## START Material provided

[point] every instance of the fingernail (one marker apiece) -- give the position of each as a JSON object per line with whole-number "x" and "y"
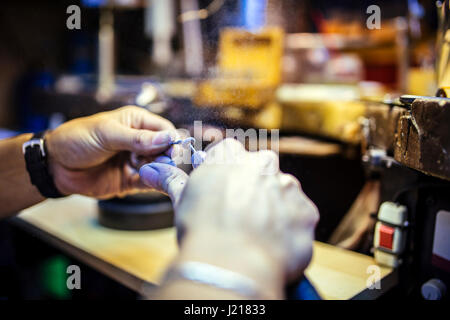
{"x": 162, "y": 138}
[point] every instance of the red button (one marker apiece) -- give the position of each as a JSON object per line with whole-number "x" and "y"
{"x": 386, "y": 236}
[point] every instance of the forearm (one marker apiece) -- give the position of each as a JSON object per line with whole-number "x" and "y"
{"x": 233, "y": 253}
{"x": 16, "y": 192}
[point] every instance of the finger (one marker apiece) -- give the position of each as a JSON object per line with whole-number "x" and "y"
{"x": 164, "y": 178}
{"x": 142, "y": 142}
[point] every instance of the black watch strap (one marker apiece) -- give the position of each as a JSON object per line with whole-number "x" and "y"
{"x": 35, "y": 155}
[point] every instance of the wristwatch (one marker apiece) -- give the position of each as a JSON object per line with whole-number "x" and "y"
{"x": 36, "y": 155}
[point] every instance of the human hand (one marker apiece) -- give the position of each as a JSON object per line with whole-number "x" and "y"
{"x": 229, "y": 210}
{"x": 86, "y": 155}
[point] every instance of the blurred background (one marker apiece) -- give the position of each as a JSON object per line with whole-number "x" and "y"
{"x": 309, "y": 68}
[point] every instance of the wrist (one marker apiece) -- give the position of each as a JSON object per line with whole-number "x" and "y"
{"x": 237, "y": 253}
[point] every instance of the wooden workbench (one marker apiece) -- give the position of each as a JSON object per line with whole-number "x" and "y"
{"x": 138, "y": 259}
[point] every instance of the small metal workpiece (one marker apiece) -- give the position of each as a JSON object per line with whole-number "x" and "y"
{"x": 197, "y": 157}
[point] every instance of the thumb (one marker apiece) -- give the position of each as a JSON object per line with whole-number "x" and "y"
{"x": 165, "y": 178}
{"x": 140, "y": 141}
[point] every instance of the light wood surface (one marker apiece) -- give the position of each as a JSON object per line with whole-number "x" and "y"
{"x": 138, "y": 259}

## END Material provided
## START Material provided

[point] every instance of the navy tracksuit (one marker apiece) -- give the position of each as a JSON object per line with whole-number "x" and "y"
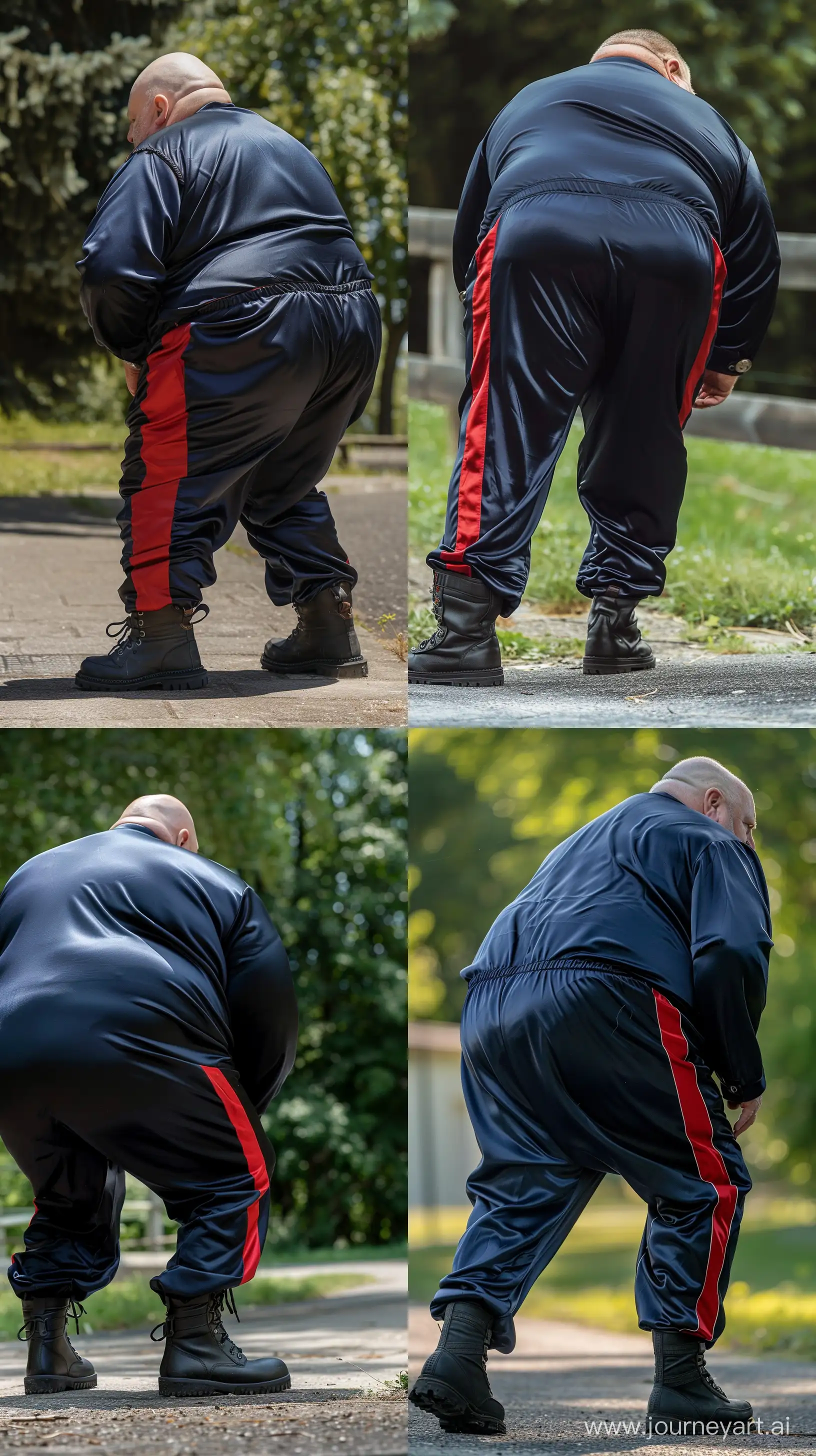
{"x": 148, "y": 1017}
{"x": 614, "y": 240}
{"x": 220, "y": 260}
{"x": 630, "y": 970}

## END Material provided
## START Material provided

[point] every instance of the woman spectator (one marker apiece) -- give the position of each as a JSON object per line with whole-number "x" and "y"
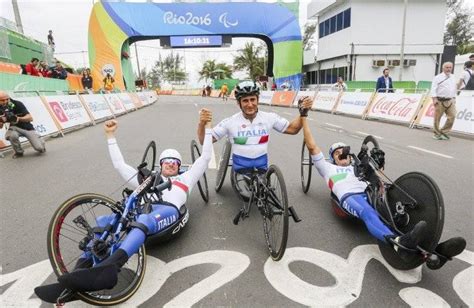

## END Material provided

Which lines contain the word "workbench"? Collect each one and copy it out.

[point] every instance of the wooden workbench (one marker apiece) -- give the position of each as a JSON object per line with whole-number "x" and "y"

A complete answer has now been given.